╔══
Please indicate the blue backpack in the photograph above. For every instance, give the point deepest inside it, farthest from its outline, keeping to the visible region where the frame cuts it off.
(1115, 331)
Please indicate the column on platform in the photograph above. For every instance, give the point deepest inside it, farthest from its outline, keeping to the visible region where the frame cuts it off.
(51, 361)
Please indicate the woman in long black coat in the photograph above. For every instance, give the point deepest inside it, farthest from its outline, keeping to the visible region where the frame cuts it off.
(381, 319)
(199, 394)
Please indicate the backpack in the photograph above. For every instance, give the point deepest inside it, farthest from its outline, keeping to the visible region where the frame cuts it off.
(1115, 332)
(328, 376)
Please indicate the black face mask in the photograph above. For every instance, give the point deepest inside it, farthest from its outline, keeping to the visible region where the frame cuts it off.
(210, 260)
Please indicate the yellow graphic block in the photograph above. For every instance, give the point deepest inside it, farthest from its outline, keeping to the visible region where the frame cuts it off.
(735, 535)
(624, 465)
╚══
* _Work to be completed_:
All the data must be duplicated exactly, with nothing added or removed.

* _Worked solution_:
Please indicate the blue backpack in the photograph above. For every instance, give the point deepest inside it, farthest from its outline, keeping to the visible region where the frame cuts it off.
(1115, 331)
Please indicate the column on platform in the photograph above. For every instance, give the point deepest inside it, farthest from its outline, keeping to the visible region where the frame cuts it off.
(51, 361)
Please indicate the woman in long black coat in the photograph above. For every instance, give the point deepest inside it, farthest from its outline, keeping to the visible region where the frame cuts it off.
(381, 319)
(199, 394)
Please indicate the backpack in the photograph above. For every instance, give the point deepest inside it, farthest from its outline, keeping to the visible region where the frame cuts it off.
(1115, 332)
(328, 376)
Please indicate the black face mask in the photograph above. For every instance, give the point deepest inside it, farthest from its outline, keeping to the visible region where the frame cuts it off.
(210, 260)
Please indicate the yellow graphic block in the photograph above. For every instance, give the point deepest inside it, farthest from its outline, keeping to the visible region where the frame cuts it off.
(735, 535)
(624, 465)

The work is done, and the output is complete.